====== Документ ======

Сегодняшний гуманизм, сводит суть человека к живому существу (animal на латыни), потребности которого удовлетворяются благодаря холодному расчету, позволяющему властвовать над миром. Такова концепция, признанная современным миром (а не только коммунистами, представляющими собой только часть этого мира). По мнению Хайдеггера, человек в своей сути гораздо шире такого видения, поскольку он дистанцируется от вещей и, в отличие от животного, ведет существование во времени. Значит, в его существовании может появиться исторический смысл. Поэтому у человека есть не только жизнь, но и бытие. «Человек – творец», – писал русский философ Николай Бердяев[15] И в этом он ближе к Божественному, чем к животному.
Человек, осознающий суть своего трагического существования (бытие – значит, творец, трагическое – значит, смертный), по Хайдеггеру, скорее «пастух бытия», чем «господин сущего», использующий все, что существует, воспринимаемое как своего рода запас. И в этом случае человек будет сохранять «четверицу», то есть мир в четырех восходящих к Аристотелю измерениях: корни, идеал, Божество и человек. И тогда мы выйдем за пределы так называемой современной метафизики, позволившей коммунизму возникнуть и ставшей основанием для псевдодемократии, в условиях которой живет Запад (за исключением Швейцарии).

====== Исходные данные ======

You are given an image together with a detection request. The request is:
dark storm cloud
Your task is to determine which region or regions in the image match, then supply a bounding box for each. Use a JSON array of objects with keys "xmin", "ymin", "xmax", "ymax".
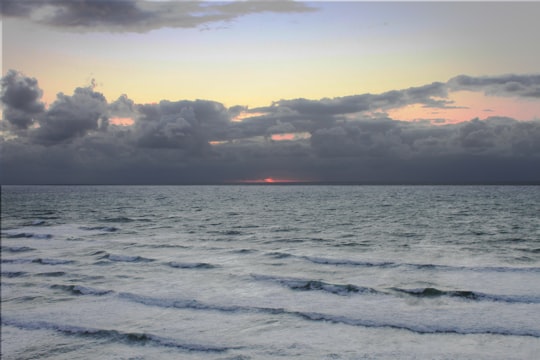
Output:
[
  {"xmin": 0, "ymin": 70, "xmax": 45, "ymax": 129},
  {"xmin": 32, "ymin": 87, "xmax": 107, "ymax": 145},
  {"xmin": 0, "ymin": 71, "xmax": 540, "ymax": 184},
  {"xmin": 2, "ymin": 0, "xmax": 313, "ymax": 32}
]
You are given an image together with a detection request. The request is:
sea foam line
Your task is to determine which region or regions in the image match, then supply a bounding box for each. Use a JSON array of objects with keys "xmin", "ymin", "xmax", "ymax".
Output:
[
  {"xmin": 119, "ymin": 293, "xmax": 540, "ymax": 338},
  {"xmin": 2, "ymin": 317, "xmax": 233, "ymax": 352}
]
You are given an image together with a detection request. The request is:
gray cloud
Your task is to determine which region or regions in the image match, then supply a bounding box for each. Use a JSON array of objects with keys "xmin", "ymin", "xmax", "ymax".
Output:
[
  {"xmin": 2, "ymin": 0, "xmax": 313, "ymax": 32},
  {"xmin": 0, "ymin": 70, "xmax": 45, "ymax": 129},
  {"xmin": 0, "ymin": 71, "xmax": 540, "ymax": 183},
  {"xmin": 31, "ymin": 87, "xmax": 107, "ymax": 145}
]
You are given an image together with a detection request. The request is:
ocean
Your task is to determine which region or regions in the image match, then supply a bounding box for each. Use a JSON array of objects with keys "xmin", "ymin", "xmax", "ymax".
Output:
[{"xmin": 1, "ymin": 185, "xmax": 540, "ymax": 360}]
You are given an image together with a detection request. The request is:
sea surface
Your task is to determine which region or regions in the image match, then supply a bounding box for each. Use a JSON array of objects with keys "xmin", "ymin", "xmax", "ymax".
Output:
[{"xmin": 1, "ymin": 185, "xmax": 540, "ymax": 360}]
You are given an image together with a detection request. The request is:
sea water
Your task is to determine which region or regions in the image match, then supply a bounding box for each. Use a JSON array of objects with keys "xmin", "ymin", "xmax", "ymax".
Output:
[{"xmin": 1, "ymin": 185, "xmax": 540, "ymax": 360}]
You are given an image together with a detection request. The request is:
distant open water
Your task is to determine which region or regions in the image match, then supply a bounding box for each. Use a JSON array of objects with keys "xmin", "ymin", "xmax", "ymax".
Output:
[{"xmin": 1, "ymin": 185, "xmax": 540, "ymax": 360}]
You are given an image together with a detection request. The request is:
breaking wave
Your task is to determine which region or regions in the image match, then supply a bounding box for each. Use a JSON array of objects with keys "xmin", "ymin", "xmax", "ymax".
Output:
[{"xmin": 2, "ymin": 318, "xmax": 232, "ymax": 352}]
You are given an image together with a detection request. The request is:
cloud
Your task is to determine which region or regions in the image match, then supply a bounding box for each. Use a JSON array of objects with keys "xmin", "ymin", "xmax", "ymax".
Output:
[
  {"xmin": 448, "ymin": 75, "xmax": 540, "ymax": 99},
  {"xmin": 0, "ymin": 70, "xmax": 45, "ymax": 129},
  {"xmin": 31, "ymin": 87, "xmax": 108, "ymax": 145},
  {"xmin": 2, "ymin": 0, "xmax": 313, "ymax": 32},
  {"xmin": 0, "ymin": 71, "xmax": 540, "ymax": 184}
]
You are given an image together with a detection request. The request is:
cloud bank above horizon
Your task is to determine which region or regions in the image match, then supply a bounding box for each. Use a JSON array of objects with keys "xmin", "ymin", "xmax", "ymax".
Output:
[
  {"xmin": 0, "ymin": 70, "xmax": 540, "ymax": 184},
  {"xmin": 1, "ymin": 0, "xmax": 314, "ymax": 33}
]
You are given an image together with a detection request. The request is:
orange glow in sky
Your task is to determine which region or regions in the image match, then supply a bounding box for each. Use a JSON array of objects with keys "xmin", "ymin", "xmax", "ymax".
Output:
[{"xmin": 238, "ymin": 177, "xmax": 309, "ymax": 184}]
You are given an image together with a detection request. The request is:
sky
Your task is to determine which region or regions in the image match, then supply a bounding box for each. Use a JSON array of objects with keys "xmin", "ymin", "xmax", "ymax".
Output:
[{"xmin": 0, "ymin": 0, "xmax": 540, "ymax": 184}]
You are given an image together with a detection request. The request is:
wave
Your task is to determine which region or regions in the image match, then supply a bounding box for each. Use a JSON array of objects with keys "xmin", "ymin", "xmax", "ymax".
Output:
[
  {"xmin": 2, "ymin": 318, "xmax": 232, "ymax": 352},
  {"xmin": 36, "ymin": 271, "xmax": 67, "ymax": 277},
  {"xmin": 296, "ymin": 254, "xmax": 540, "ymax": 273},
  {"xmin": 2, "ymin": 246, "xmax": 35, "ymax": 253},
  {"xmin": 102, "ymin": 254, "xmax": 154, "ymax": 262},
  {"xmin": 1, "ymin": 230, "xmax": 53, "ymax": 239},
  {"xmin": 252, "ymin": 275, "xmax": 379, "ymax": 296},
  {"xmin": 2, "ymin": 271, "xmax": 27, "ymax": 278},
  {"xmin": 32, "ymin": 258, "xmax": 74, "ymax": 265},
  {"xmin": 51, "ymin": 285, "xmax": 113, "ymax": 296},
  {"xmin": 168, "ymin": 261, "xmax": 217, "ymax": 269},
  {"xmin": 100, "ymin": 216, "xmax": 135, "ymax": 223},
  {"xmin": 119, "ymin": 293, "xmax": 540, "ymax": 338},
  {"xmin": 79, "ymin": 226, "xmax": 118, "ymax": 232},
  {"xmin": 390, "ymin": 287, "xmax": 540, "ymax": 304}
]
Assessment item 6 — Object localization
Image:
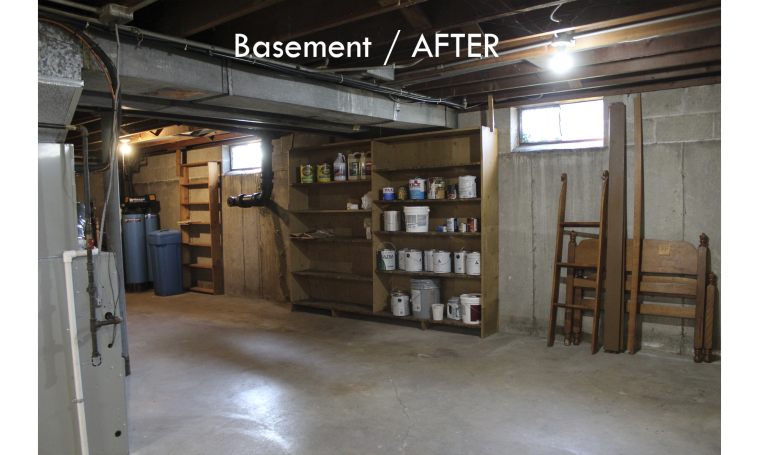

======

* Краткое задание 1
Кто, согласно тексту о гуманизме, писал: «Человек – творец»?
* Краткое задание 2
Выпишите каждую строку записей, в которой встречается строка «cloud», с учетом регистра.

* Полный ответ 1
Русский философ Николай Бердяев.

* Полный ответ 2
dark storm cloud
gray cloud
cloud
cloud bank above horizon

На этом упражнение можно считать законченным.